**TEXT SEGMENT**
* * *
Gerrit van Dijk (5 December 1938 – 4 December 2012) was a Dutch animator, film maker, actor and painter.

==Biography==

Gerrit van Dijk was born in a Catholic family in the village of Volkel, in the municipality of Uden. He studied as a fifteen-year-old boy at the academy in Tilburg. He was not very satisfied about the school. "You only learn technique. The creativity you learn is no creativity at all. You know exactly what colour socks you should wear and what your hair should look like, but not how to put something on paper." After finishing his study, he initially became a teacher, then became a painter who frequently collaborated with other artists from other disciplines.

His painting career ended abruptly when he saw Norman McLaren's films and bought a double-eight camera. He made his first film It's Good in Heaven, seeing his shift to film as a logical continuation of his work as a painter, and considered his films moving paintings. In 1963 van Dijk married Cilia van Lieshout, a film producer who won an Academy Award for Best Animated Short Film.

Over time, Dijk moved away from classic filmmaking, instead creating collages combining photographs and image-by-image technique. He also experimented with various techniques, including cels, cut-outs, rotoscopy, pixilation, and live action combined with animation. He also joined a theatre group called Orkater that was set in Haarlem, Netherlands.

Dijk's films Pas a Deux and I move, so I am earned him Golden Bears at the Film Festspiele, Berlin in 1989 and 1998, respectively. He also received the Order of the Dutch Lion from Queen Beatrix of the Netherlands in 1998.

On 4 December 2012, van Dijk died from lung cancer.
* * *
**DATA EXCERPT**
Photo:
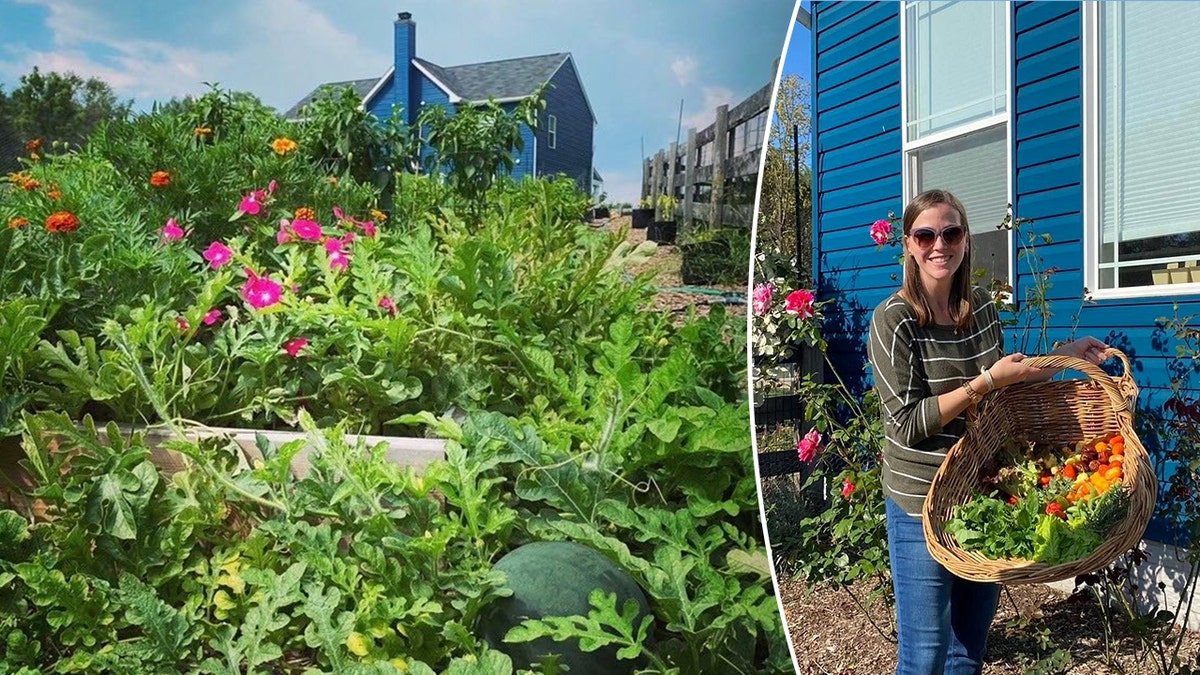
* * *
**PROMPT 1**
Echo everything in the Gerrit van Dijk text from "Gerrit van Dijk was" down to "from other disciplines.".
**PROMPT 2**
Proceed with the Gerrit van Dijk biography from the point where it stops.

**RESPONSE AREA 1**
Gerrit van Dijk was born in a Catholic family in the village of Volkel, in the municipality of Uden. He studied as a fifteen-year-old boy at the academy in Tilburg. He was not very satisfied about the school. "You only learn technique. The creativity you learn is no creativity at all. You know exactly what colour socks you should wear and what your hair should look like, but not how to put something on paper." After finishing his study, he initially became a teacher, then became a painter who frequently collaborated with other artists from other disciplines.

**RESPONSE AREA 2**
==Filmography==

Films of Gerrit van Dijk
| Title | Length | Year |
|---|---|---|
| Far away from home | 5.19 min | 2009 |
| Sold out | 7.30 min | 2006 |
| Trailer for Filmmuseum | 1.5 min | 2005 |
| The Letter | 50 sec. | 2004 |
| Jute 14: Deed gij ook niet, wat U geschiedt? | 3 min | 2004 |
| The last words of Dutch Schultz | 23 min. | 2003 |
| I move, so I am | 8.5 min. | 1997 |
| Frieze Frame | 4.5 min. | 1991 |
| Janneke | 8.5 min. | 1990 |
| Pas A Deux | 5.5 min. | 1988 |
| A Good Turn Daily | 13 min. | 1983 |
| Jute 9 Tanzen nach den Pfeifen von F.J.Strauss | 3 min. | 1979 |
| Jute 2 Alle Menschen werden Brüder | 3 min. | 1979 |
| Quod Libet | 7.5 min. | 1977 |
| Sportflesh | 3 min. | 1976 |
| Butterfly | 3.5 min. | 1973 |

==Sources==
- Gloudemans, Ton (1990) Gerrit van Dijk: De kunst van de beweging, Haarlem: Stichting Animated People. ISBN 9094014653 9789094014650
- Heesen, Hans & Veerkamp, Lex (2013) Ik ben blij dat ik er geweest ben. Gerrit van Dijk Uden 5.12.1938-Haarlem 4.12.2012, Utrecht: Stichting Holland Animation Film Festival.
- Peters, Mette (2019) “Verf en kleurpotlood. Animatiefilmer Gerrit van Dijk (1938-2012)”, in: Haarlem Filmstad. Harry Hosman (sam.), Eindhoven: Lecturis. ISBN 9789462262928
- Overtoom, Jacques & Koster, Gonda (eds.) (2020) Gerrit van Dijk, hommage aan een inspirerende dwarsligger. Haarlem: Jacques Overtoom / Gonda Koster (eigen beheer).